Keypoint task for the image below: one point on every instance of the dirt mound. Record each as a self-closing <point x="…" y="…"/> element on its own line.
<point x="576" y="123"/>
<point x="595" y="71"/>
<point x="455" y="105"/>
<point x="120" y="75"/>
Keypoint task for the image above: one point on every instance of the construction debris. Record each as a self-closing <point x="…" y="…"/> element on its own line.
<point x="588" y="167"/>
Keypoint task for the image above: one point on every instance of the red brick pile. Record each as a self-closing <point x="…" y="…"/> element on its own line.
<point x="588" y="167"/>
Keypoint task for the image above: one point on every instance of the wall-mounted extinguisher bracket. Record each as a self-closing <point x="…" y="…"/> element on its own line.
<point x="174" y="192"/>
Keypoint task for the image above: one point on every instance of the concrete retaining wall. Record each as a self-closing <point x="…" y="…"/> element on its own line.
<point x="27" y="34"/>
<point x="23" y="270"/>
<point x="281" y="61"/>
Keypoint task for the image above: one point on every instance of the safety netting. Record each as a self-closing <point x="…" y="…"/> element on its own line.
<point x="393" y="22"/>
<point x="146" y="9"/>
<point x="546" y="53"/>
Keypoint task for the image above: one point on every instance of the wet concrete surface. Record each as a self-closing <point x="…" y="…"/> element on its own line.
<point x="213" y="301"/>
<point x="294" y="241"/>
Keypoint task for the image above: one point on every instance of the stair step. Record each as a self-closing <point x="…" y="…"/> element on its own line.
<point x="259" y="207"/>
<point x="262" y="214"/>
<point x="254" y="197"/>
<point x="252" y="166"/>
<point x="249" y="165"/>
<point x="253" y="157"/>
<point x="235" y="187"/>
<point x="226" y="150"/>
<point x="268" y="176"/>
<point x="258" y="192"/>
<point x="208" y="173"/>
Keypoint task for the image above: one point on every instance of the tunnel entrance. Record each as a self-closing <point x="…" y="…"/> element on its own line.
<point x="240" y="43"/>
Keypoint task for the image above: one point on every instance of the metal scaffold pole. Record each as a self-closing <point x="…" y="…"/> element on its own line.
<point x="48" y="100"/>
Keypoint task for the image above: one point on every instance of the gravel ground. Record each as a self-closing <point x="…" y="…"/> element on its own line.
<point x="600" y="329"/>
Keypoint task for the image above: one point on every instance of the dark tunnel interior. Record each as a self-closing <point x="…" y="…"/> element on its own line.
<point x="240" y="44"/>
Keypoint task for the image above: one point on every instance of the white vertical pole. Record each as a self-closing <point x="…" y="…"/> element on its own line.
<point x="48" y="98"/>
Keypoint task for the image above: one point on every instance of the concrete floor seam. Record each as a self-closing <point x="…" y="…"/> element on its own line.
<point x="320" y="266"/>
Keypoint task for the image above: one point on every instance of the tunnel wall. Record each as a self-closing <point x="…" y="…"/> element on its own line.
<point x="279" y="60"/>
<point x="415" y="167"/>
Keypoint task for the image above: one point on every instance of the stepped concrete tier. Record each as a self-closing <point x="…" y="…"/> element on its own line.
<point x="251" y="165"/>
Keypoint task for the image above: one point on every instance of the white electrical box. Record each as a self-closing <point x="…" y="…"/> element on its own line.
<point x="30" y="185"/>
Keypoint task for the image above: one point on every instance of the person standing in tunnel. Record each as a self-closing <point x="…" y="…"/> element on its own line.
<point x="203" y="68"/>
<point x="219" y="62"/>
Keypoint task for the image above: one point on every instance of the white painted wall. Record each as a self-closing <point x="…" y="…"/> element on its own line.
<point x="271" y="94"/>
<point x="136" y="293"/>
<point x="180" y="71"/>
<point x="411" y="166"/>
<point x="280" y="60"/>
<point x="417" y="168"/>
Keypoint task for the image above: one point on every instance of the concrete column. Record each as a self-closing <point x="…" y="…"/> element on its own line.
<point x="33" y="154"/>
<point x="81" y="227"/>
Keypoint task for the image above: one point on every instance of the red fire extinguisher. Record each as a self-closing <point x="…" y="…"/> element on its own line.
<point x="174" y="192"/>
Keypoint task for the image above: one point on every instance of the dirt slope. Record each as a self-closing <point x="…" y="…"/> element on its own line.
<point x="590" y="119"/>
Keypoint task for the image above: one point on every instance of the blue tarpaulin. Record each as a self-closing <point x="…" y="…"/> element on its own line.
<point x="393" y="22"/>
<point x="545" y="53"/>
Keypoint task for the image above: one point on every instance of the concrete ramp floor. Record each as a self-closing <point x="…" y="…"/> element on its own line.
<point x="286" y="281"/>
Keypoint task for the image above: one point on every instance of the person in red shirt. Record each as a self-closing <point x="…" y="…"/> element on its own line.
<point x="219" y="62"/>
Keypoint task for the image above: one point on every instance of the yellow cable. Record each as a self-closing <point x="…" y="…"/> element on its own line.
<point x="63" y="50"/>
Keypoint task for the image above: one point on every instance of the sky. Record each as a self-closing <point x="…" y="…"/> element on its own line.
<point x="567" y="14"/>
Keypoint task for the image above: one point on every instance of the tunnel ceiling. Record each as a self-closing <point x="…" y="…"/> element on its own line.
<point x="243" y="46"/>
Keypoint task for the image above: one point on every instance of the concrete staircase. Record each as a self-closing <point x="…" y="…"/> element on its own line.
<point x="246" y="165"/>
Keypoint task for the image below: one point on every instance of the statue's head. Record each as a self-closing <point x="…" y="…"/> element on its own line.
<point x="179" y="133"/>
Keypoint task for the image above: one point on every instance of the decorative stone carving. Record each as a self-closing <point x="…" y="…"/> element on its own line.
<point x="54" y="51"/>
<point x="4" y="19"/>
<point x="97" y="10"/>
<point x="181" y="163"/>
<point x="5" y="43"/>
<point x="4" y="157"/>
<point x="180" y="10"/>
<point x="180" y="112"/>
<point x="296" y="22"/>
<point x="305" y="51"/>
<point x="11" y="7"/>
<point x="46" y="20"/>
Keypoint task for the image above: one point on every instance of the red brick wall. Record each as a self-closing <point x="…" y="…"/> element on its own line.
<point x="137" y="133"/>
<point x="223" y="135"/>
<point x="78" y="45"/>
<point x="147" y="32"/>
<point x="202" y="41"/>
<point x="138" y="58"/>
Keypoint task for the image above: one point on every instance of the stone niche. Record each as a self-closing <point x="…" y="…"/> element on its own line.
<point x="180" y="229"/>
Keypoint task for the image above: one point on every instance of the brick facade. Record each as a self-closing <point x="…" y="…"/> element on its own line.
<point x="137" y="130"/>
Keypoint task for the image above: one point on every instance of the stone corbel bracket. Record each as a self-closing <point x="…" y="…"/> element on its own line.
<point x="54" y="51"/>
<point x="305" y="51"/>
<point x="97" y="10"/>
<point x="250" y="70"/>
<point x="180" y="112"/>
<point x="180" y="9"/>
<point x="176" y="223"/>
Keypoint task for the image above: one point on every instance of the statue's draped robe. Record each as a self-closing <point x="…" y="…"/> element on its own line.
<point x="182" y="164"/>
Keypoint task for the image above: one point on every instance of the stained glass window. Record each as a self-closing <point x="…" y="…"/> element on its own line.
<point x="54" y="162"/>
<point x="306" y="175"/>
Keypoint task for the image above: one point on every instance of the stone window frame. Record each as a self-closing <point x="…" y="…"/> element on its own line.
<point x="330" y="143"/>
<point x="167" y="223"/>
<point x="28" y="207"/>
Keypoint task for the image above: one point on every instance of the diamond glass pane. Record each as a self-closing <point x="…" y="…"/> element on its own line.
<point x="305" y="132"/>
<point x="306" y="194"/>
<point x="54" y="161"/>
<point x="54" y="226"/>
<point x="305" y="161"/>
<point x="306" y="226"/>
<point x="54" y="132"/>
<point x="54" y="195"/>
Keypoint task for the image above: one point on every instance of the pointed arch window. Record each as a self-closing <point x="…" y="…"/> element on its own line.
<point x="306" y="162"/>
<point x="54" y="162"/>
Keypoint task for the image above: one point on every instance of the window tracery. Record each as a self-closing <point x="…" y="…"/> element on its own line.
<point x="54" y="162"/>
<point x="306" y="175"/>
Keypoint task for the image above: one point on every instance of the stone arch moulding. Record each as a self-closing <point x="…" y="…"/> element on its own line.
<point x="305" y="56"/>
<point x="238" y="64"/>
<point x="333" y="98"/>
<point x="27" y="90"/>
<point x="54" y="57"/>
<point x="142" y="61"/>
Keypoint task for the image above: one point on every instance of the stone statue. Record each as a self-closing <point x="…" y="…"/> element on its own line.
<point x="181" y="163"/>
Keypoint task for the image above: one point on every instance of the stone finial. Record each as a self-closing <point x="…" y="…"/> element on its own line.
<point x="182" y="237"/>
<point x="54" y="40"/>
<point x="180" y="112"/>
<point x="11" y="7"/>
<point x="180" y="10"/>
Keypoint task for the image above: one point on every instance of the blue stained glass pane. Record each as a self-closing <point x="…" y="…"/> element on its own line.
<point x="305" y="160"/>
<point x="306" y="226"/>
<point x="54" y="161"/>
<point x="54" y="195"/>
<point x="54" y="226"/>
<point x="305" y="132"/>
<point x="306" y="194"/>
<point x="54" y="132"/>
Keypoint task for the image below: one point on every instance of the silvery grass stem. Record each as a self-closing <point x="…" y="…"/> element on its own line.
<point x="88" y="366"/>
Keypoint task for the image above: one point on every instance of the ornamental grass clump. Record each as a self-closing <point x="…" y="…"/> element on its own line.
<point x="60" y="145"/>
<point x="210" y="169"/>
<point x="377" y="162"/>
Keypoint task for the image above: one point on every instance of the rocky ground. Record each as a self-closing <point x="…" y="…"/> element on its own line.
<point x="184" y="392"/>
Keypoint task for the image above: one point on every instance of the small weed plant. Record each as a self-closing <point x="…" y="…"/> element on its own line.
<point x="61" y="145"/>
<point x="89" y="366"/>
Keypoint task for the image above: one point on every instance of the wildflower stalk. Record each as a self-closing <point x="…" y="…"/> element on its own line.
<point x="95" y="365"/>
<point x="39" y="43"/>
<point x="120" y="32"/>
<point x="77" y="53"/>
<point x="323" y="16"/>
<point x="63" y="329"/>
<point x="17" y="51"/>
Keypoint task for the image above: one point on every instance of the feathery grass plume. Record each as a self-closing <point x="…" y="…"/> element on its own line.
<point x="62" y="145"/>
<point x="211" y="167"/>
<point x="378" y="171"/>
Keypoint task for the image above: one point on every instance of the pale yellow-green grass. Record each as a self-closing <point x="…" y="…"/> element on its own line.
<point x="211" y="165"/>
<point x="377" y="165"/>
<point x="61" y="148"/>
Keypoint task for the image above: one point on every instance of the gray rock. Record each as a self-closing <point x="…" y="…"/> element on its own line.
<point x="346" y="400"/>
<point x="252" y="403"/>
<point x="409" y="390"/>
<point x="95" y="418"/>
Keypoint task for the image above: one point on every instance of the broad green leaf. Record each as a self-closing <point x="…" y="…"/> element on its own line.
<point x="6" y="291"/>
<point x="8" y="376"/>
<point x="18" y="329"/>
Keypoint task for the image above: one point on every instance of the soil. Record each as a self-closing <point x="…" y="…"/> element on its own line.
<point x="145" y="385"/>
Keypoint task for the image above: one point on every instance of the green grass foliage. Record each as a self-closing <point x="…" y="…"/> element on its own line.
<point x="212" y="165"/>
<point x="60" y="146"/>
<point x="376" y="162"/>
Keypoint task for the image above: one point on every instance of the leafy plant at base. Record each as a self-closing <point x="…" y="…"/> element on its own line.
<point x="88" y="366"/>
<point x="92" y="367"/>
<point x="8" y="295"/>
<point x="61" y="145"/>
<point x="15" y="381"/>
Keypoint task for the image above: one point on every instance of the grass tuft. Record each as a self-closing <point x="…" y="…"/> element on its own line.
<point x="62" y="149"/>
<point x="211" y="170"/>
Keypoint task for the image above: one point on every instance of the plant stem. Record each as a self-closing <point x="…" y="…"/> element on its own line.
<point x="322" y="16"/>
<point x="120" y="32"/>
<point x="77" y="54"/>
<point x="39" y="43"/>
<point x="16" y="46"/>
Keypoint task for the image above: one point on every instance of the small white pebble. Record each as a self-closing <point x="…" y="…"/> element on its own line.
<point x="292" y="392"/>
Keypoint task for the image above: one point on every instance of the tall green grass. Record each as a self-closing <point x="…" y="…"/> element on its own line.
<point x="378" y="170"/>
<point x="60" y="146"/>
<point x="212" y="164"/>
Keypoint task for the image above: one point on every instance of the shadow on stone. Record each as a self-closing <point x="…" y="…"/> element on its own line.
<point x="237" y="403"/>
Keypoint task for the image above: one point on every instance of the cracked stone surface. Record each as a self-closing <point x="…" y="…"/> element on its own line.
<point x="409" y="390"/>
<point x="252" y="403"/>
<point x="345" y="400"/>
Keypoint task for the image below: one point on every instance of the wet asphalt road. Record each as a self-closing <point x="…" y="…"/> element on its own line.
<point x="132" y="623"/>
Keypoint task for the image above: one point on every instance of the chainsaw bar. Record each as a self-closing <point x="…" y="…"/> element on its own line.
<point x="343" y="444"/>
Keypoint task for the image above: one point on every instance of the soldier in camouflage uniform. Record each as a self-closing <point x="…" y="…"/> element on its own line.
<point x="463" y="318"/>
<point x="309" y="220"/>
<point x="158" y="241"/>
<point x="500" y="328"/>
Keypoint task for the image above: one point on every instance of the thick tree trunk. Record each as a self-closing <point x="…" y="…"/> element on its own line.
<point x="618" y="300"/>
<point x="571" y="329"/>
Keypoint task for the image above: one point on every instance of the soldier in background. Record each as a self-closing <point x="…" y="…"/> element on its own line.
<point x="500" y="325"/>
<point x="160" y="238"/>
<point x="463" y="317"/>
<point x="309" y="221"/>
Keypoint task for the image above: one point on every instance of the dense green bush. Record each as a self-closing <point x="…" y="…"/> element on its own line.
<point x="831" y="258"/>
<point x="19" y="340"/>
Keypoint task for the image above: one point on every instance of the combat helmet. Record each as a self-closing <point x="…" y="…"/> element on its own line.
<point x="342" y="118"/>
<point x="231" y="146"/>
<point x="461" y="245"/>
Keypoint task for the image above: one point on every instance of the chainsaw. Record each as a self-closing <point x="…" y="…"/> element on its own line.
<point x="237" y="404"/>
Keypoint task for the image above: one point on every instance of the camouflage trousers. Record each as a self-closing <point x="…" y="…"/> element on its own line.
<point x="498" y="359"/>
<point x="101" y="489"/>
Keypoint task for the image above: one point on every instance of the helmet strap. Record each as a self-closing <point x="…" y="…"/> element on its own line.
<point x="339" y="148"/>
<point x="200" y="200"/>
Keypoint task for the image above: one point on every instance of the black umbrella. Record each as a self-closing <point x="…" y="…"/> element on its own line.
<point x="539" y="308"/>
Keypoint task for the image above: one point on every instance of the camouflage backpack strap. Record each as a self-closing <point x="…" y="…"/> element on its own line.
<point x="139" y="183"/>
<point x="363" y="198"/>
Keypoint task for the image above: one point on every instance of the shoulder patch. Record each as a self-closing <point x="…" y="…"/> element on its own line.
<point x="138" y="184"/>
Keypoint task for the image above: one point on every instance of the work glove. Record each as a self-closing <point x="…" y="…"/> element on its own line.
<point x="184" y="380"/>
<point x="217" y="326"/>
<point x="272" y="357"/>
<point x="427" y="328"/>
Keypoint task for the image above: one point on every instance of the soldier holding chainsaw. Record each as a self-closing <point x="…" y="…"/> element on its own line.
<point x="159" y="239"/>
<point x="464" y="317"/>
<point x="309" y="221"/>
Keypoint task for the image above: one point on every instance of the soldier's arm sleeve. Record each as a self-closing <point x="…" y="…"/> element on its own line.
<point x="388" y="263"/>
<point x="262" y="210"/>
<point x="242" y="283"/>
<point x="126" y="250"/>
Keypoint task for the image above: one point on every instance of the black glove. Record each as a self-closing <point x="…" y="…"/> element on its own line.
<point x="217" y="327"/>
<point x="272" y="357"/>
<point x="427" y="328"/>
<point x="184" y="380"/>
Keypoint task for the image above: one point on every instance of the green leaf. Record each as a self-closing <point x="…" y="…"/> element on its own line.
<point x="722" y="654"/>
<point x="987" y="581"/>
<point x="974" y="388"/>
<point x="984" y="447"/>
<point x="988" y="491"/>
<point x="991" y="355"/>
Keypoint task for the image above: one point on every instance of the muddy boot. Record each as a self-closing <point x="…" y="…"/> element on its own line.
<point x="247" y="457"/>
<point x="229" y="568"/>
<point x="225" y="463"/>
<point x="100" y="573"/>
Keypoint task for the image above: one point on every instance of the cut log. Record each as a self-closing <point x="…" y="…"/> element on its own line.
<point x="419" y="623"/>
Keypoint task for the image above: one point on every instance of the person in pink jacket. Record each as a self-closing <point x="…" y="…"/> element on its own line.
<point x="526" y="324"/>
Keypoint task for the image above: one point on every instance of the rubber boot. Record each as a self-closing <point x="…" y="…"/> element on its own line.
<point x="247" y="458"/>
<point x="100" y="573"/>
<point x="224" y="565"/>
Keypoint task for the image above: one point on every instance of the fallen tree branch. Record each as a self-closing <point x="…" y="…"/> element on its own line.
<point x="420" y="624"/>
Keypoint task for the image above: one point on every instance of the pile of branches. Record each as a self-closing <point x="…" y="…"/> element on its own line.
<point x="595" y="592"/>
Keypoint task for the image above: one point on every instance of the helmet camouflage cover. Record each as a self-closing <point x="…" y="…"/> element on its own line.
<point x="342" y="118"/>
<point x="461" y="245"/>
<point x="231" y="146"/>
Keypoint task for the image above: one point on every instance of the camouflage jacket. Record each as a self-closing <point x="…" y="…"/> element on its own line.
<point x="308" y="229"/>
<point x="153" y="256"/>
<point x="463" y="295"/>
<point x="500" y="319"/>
****************
**Instructions for the task**
Nothing outside the span should appear: transcribe the lines from the one containing "of the fallen" through the last line of the records.

**Complete answer**
Keypoint task for the image above: one point on every instance of the fallen tree branch. Record each as a self-closing <point x="…" y="…"/> element on its own line.
<point x="420" y="624"/>
Keypoint task for the image above: one point on every instance of the pile of branches. Record each as a self-closing <point x="…" y="…"/> element on its own line.
<point x="595" y="592"/>
Keypoint task for the image above: one point on every instance of the helmet camouflage cover. Record each as a self-closing <point x="…" y="…"/> element on its own line.
<point x="342" y="118"/>
<point x="461" y="245"/>
<point x="231" y="146"/>
Keypoint task for the image above: one point on every instance of the camouflage jacket. Record each as a self-closing <point x="…" y="…"/> element on its own line.
<point x="308" y="229"/>
<point x="153" y="256"/>
<point x="463" y="295"/>
<point x="500" y="319"/>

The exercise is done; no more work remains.